TRIPOLI, Libya — The Libyan man convicted of the bombing of Pan Am Flight 103 over Lockerbie, Scotland, is near death and barely conscious, his brother said Monday, echoing statements by the country’s new leaders that Abdel Basset Ali al-Megrahi should not be extradited for the 1988 terrorist attack that killed 270 people.
Since rebel forces gained full control over the Libyan capital, Tripoli, last week, American and European politicians have called for Megrahi to be returned to a foreign prison. A Scottish court released him in 2009 after Libya said he had received a diagnosis of terminal prostate cancer and had only months to live.
“He is very, very sick,” his brother Abdel Nasser al-Megrahi told reporters outside Abdel Basset’s house in one of Tripoli’s wealthy neighborhoods.
Scotland’s First Minister Alex Salmond also on Monday dismissed calls that Megrahi be extradited to the United States or returned to prison in Britain, saying instead he should be allowed to die in peace. Salmond said Scotland had “no interest” in seeking the extradition of Megrahi — who technically remains a Scottish prisoner — because he has adhered to his release conditions.

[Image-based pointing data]

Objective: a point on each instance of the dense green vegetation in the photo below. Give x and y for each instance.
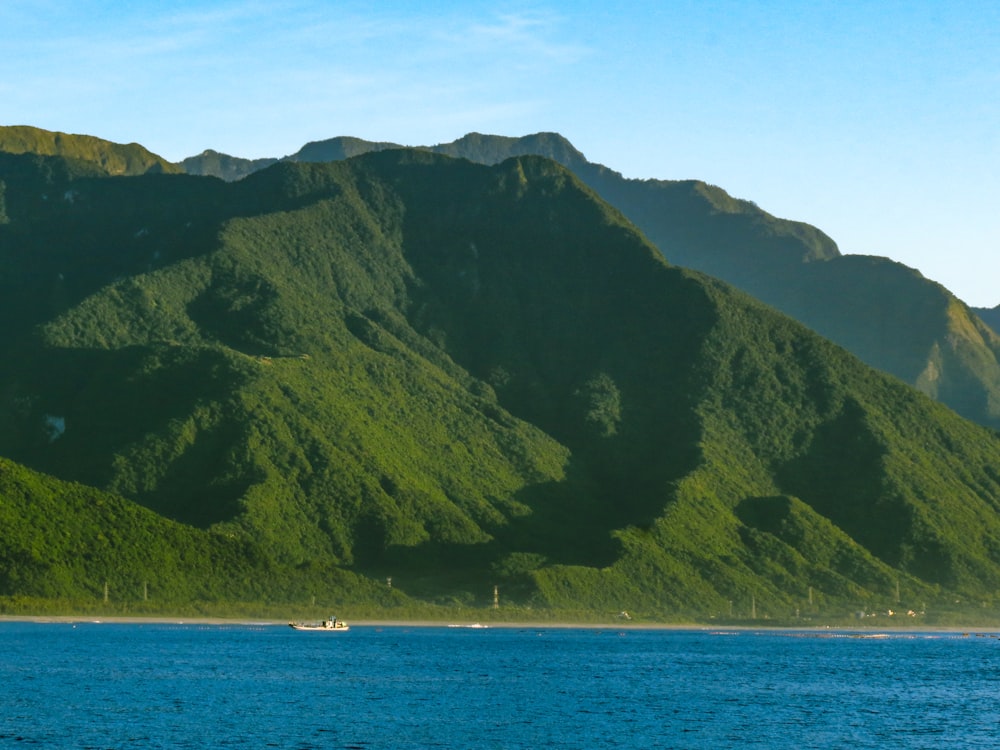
(884, 312)
(288, 389)
(113, 158)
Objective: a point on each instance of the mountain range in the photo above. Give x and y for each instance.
(455, 375)
(886, 313)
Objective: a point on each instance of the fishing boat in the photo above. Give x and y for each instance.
(330, 625)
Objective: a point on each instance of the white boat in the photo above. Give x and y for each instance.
(331, 625)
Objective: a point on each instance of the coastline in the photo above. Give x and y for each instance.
(519, 625)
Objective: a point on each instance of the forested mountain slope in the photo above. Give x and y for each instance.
(884, 312)
(459, 376)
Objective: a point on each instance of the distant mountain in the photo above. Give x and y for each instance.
(884, 312)
(459, 376)
(113, 158)
(226, 167)
(990, 316)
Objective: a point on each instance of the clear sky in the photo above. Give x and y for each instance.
(879, 122)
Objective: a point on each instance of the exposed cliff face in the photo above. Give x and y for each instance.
(455, 374)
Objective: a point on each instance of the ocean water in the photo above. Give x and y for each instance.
(89, 685)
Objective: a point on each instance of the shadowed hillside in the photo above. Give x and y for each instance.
(884, 312)
(455, 375)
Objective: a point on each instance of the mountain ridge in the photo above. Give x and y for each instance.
(790, 265)
(457, 375)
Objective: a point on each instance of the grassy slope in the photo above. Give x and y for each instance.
(114, 158)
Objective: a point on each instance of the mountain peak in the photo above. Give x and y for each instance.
(114, 158)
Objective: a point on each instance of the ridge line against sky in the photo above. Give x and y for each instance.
(878, 122)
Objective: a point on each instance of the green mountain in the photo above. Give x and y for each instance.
(990, 316)
(458, 376)
(113, 158)
(884, 312)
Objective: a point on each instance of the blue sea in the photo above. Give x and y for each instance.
(92, 685)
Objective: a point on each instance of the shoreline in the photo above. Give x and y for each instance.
(519, 625)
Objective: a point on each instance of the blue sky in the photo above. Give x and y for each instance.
(879, 122)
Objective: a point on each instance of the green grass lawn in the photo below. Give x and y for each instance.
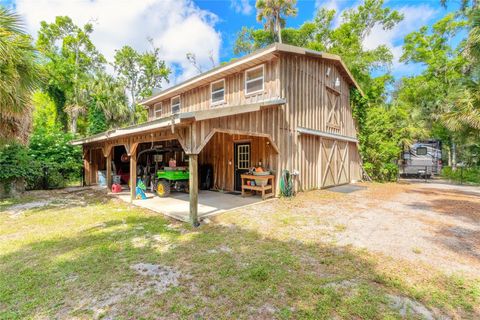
(73, 258)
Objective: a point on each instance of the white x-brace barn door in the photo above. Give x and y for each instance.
(335, 162)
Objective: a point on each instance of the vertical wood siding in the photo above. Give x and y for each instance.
(314, 101)
(200, 98)
(311, 99)
(219, 152)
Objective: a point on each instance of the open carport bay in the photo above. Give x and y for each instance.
(177, 205)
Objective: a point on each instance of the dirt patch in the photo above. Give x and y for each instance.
(18, 209)
(408, 308)
(432, 223)
(151, 278)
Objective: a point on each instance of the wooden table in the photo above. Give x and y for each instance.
(269, 186)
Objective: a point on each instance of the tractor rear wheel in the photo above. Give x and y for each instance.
(163, 188)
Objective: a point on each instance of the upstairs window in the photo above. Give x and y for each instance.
(254, 79)
(175, 103)
(218, 92)
(157, 110)
(421, 151)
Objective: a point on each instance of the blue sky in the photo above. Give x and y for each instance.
(206, 28)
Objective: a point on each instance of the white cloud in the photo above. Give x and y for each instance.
(329, 4)
(414, 18)
(241, 6)
(176, 26)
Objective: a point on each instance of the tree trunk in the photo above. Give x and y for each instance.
(454, 156)
(74, 122)
(279, 29)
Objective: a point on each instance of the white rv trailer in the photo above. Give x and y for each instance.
(422, 159)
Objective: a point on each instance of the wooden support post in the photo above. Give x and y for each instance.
(133, 174)
(193, 185)
(109, 171)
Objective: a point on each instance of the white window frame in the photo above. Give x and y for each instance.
(211, 93)
(155, 111)
(179, 104)
(251, 80)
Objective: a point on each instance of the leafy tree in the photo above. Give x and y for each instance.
(434, 93)
(19, 77)
(108, 99)
(274, 13)
(345, 40)
(141, 72)
(70, 60)
(44, 112)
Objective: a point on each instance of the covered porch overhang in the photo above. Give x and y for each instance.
(182, 127)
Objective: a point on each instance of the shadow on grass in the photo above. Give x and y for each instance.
(227, 272)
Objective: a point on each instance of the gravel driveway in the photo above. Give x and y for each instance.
(435, 222)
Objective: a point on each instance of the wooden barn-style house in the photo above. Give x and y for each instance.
(279, 108)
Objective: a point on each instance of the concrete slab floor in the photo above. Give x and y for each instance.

Work to complete:
- a) Please repeat everything in the Lockerbie bomber article from "TRIPOLI, Libya —" down to "months to live.".
- b) Carry on the news report about the Lockerbie bomber's release with the next part after its last paragraph.

Results for the exercise:
- a)
TRIPOLI, Libya — The Libyan man convicted of the bombing of Pan Am Flight 103 over Lockerbie, Scotland, is near death and barely conscious, his brother said Monday, echoing statements by the country’s new leaders that Abdel Basset Ali al-Megrahi should not be extradited for the 1988 terrorist attack that killed 270 people.
Since rebel forces gained full control over the Libyan capital, Tripoli, last week, American and European politicians have called for Megrahi to be returned to a foreign prison. A Scottish court released him in 2009 after Libya said he had received a diagnosis of terminal prostate cancer and had only months to live.

- b)
Megrahi was convicted of the bombing in 2001 but was freed from a Scottish prison on compassionate grounds in August 2009 after doctors estimated that he had three months to live. In July, when the rebels were slowly advancing toward the capital on three fronts, he appeared sitting in a wheelchair at a rally supporting Moammar Gaddafi’s now-ousted government.
His brother said that the family had been in contact with Scottish authorities on a regular basis and that they knew that Megrahi is critically ill. “They are still responsible for my brother,” he said, insisting that Scotland should send medication and aid for Megrahi to keep him alive. Scotland has never demanded his return to prison.
“My brother cannot speak, and when he does, he asks for his mother,” Abdel Nasser al-Megrahi said. He added that his family has faith in the new government, which is made up of rebel leaders and dissidents. “Most of them are former officials in the Gaddafi regime,” he said. “They all know Megrahi and will not extradite him to any country.”
The attack took place on Dec. 21, 1988, when a bomb exploded on a plane flying from London to New York, killing all 259 onboard and 11 on the ground. Megrahi was convicted in a Scottish court set up in the Netherlands and was sentenced to serve a minimum of 27 years of a life sentence.
Megrahi’s early release outraged many of the victims’ family members and friends. Last week, New York’s two senators, Charles E. Schumer and Kirsten Gillibrand, both Democrats, asked Libya’s transitional government to hold Megrahi fully accountable for the Pan Am bombing.
On Sunday, the justice minister for the rebels’ Transitional National Council, Mohammed al-Alagi, told journalists in Tripoli that the request had “no meaning” because Megrahi had already been tried and convicted.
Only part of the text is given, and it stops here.